▶ What you will do
- a) Answer these from the forum thread on browser source volume controls:
(i) According to the first post, what did older threads say was preventing volume controls for Browser Sources?
(ii) According to dodgepong, when did CEF merge the relevant code?
(iii) What does that merged code allow OBS to do?
- b) Transcribe a passage from the forum thread on browser source volume controls. Begin at the words "During my research" and stop after "Osiris (Sep 7, 2018)".
- c) Pick up the forum thread on browser source volume controls and continue it from its last line.

▶ Extracted text

# Browser Source Volume Controls



## LaCunaThomas (Sep 7, 2018)

Is it currently possible for Browser Sources to have volume controls? If so, that would be awesome.

During my research into this I saw older threads that said that there were limitations in CEF preventing things like this from happening, but I was wondering if anything has changed recently. 

Thanks in advance!


----------



## Osiris (Sep 7, 2018)

This is not possible unfortunately.


----------



## tospapa91 (Mar 15, 2019)

Osiris said:


> This is not possible unfortunately.


2019 and I'm being optimistic - any update that has made this possible yet?


----------



## dodgepong (Mar 15, 2019)

Funny you should ask, because yes, CEF recently (within the past week) merged some code that allows OBS to capture audio streams. There's already a pull request up for this feature (https://github.com/obsproject/obs-browser/pull/157) but there are some challenges that still need to be overcome first. Rest assured that this is something we have been paying very close attention to.


----------



## GeekGarage (Mar 16, 2019)

▶ Given data
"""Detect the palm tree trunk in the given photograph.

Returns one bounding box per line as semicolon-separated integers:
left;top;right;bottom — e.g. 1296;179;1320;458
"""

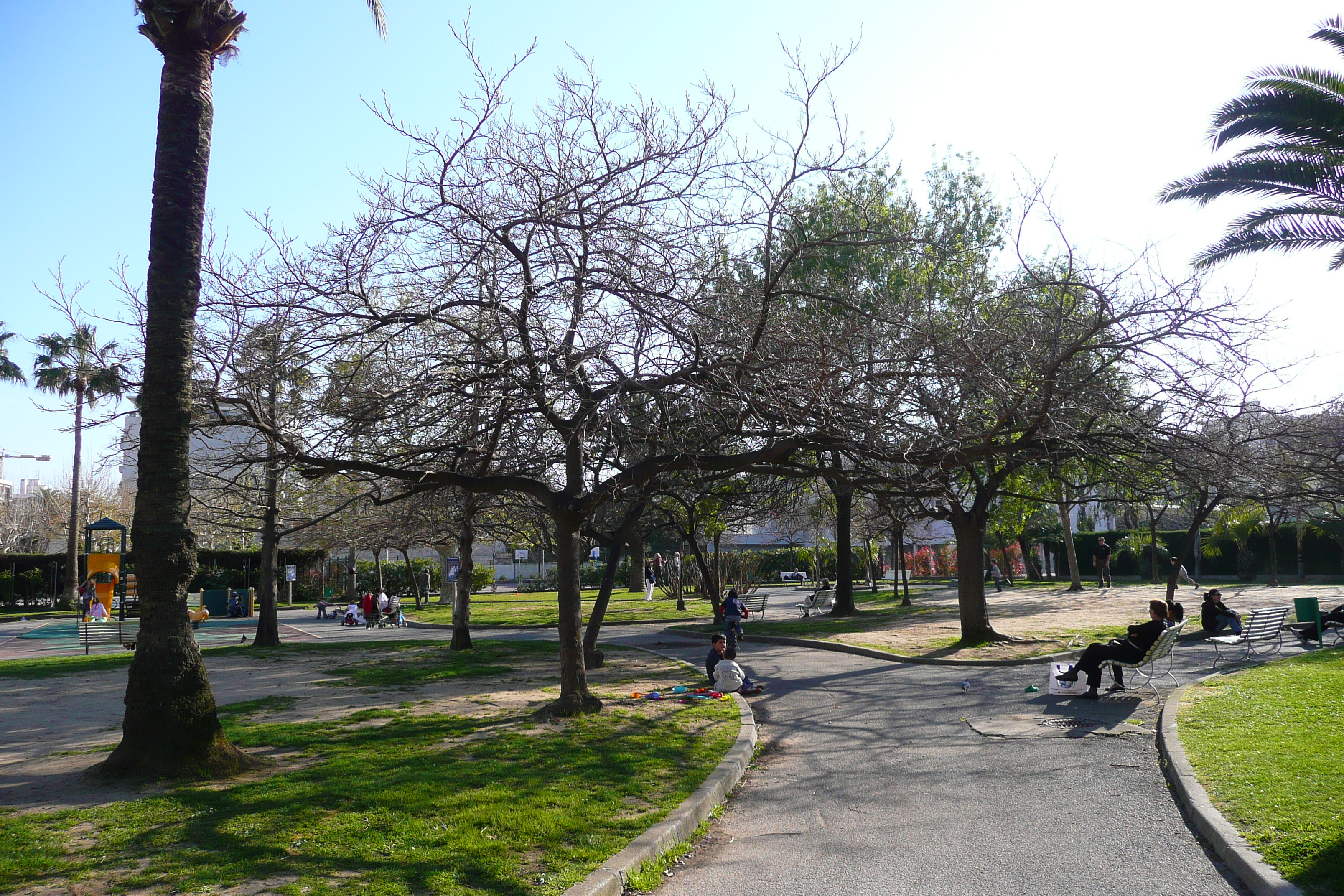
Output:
253;382;280;647
62;387;83;606
101;50;253;778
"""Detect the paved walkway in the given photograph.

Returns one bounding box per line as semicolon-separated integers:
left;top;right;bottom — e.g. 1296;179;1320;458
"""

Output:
611;633;1322;896
0;614;1322;896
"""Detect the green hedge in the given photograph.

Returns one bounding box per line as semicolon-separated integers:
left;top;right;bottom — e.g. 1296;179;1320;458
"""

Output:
1074;525;1344;579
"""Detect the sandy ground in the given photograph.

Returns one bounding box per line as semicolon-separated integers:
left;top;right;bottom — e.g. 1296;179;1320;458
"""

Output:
0;645;688;811
828;582;1344;659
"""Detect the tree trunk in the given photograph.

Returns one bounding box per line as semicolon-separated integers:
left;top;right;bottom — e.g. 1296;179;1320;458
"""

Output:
1018;535;1043;582
434;548;457;604
952;510;1003;645
1055;482;1083;591
583;540;625;669
62;386;83;608
626;525;644;591
101;50;254;778
1265;522;1278;588
830;482;858;616
1297;520;1306;582
388;547;419;610
996;532;1026;584
253;383;280;647
540;514;602;717
445;499;476;650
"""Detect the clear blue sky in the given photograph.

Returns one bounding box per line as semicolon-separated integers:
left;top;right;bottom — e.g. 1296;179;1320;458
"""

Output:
0;0;1344;491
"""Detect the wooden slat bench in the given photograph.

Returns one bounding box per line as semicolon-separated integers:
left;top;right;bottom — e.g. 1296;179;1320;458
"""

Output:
79;619;140;654
1110;621;1186;696
793;588;836;616
1209;607;1290;669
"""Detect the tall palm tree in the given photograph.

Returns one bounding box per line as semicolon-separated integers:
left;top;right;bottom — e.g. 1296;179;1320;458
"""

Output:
32;324;126;606
1158;18;1344;270
0;321;28;383
101;0;387;778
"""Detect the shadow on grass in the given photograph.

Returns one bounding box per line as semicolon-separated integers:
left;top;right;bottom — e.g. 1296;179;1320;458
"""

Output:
0;644;736;896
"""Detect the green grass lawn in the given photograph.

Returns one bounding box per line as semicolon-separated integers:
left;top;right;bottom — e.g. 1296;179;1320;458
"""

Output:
1179;649;1344;896
403;588;711;627
0;642;738;896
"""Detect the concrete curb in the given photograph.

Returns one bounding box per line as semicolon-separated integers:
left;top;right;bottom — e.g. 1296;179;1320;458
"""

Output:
664;618;1225;666
664;629;1083;666
1157;672;1302;896
565;647;757;896
406;616;696;631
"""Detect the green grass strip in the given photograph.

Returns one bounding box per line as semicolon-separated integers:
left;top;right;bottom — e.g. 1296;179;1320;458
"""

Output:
0;645;738;896
1179;650;1344;896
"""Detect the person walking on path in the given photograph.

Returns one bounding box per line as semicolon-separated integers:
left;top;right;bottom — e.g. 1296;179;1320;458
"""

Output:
1055;601;1166;700
644;560;657;601
1093;536;1110;588
1199;588;1242;634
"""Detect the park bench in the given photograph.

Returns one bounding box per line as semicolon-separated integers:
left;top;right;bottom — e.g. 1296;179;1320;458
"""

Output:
79;619;140;654
1209;607;1289;669
738;594;770;615
793;588;836;616
1110;621;1186;693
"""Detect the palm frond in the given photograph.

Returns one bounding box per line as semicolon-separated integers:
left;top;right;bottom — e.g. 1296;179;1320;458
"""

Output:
368;0;387;40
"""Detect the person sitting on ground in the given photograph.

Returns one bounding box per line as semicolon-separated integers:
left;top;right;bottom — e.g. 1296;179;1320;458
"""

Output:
1055;601;1166;700
714;647;765;697
704;633;728;685
723;588;748;646
1199;588;1242;634
1172;557;1199;591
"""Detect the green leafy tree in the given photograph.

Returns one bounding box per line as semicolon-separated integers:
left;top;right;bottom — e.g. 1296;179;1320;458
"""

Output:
32;324;126;604
1160;18;1344;270
0;321;28;383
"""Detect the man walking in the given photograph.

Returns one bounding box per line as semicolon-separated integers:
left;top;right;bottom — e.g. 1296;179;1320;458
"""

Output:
1093;537;1110;588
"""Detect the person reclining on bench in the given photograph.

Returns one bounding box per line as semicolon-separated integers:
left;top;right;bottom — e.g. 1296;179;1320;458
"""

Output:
1199;588;1242;634
1055;601;1166;700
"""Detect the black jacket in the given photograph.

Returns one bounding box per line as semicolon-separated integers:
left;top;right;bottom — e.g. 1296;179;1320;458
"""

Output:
1199;601;1237;631
1126;619;1166;654
704;647;723;681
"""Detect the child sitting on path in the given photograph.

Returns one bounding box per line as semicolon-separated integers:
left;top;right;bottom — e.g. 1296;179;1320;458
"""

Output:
714;647;765;697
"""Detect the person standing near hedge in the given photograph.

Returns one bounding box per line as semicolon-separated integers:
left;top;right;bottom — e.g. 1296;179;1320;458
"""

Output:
1093;536;1110;588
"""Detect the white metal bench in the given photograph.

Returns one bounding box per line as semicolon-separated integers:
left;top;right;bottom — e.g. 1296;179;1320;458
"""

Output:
738;594;770;615
79;619;140;654
1209;607;1290;669
793;588;836;616
1110;621;1186;696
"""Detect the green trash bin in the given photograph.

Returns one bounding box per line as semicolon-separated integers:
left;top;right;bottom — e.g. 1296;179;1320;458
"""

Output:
1293;598;1323;644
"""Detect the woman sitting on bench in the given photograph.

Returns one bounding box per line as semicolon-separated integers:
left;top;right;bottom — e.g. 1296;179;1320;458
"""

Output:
1055;601;1166;700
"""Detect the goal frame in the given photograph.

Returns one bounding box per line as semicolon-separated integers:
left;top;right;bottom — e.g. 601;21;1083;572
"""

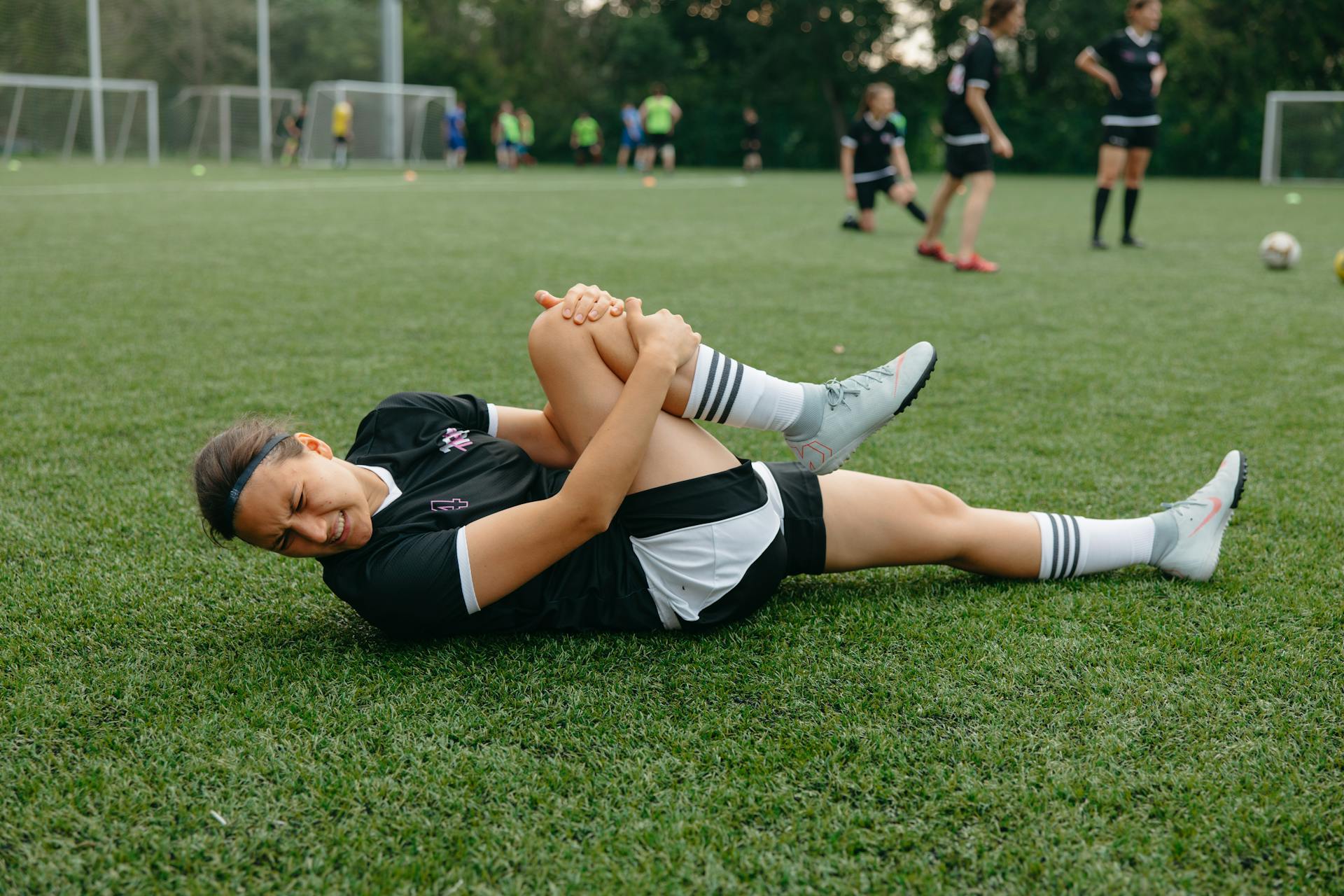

▶ Task answers
- a)
(i) Limitations in CEF.
(ii) Recently, within the past week.
(iii) Capture audio streams.

- b)
During my research into this I saw older threads that said that there were limitations in CEF preventing things like this from happening, but I was wondering if anything has changed recently. 

Thanks in advance!


----------



## Osiris (Sep 7, 2018)

- c)
as a side question to this, instead of creating a whole new suggestion, does this update support choosing what audio output device we want to use? But the volume thing would be nice


----------



## dodgepong (Mar 18, 2019)

With the PR, the browser source would be routed to OBS itself, like a media source or capture card. Then you could monitor it with whatever device you want to set as your monitor out.


----------



## SimilarSquid (May 18, 2019)

Hope there will be a Update soon that allowowes you to change the Volume and stuff from Browser Sources! I think it would help a lot of people!


----------



## GridMonkey (Jun 12, 2019)

Very much agree, this is one of those things that cause headaches all around, if you use an alert system for tips ect  they route to the same audio device as the game in most use cases of single computer streaming. not being able to separate those two "tracks" can lead to super loud alerts when games are quiet or the opposite if games are loud. Fingers crossed


----------



## Jahchap (Dec 8, 2019)

From version 24.0, you can now do so. Just be sure to check "Control Audio via OBS" in the browser source's properties.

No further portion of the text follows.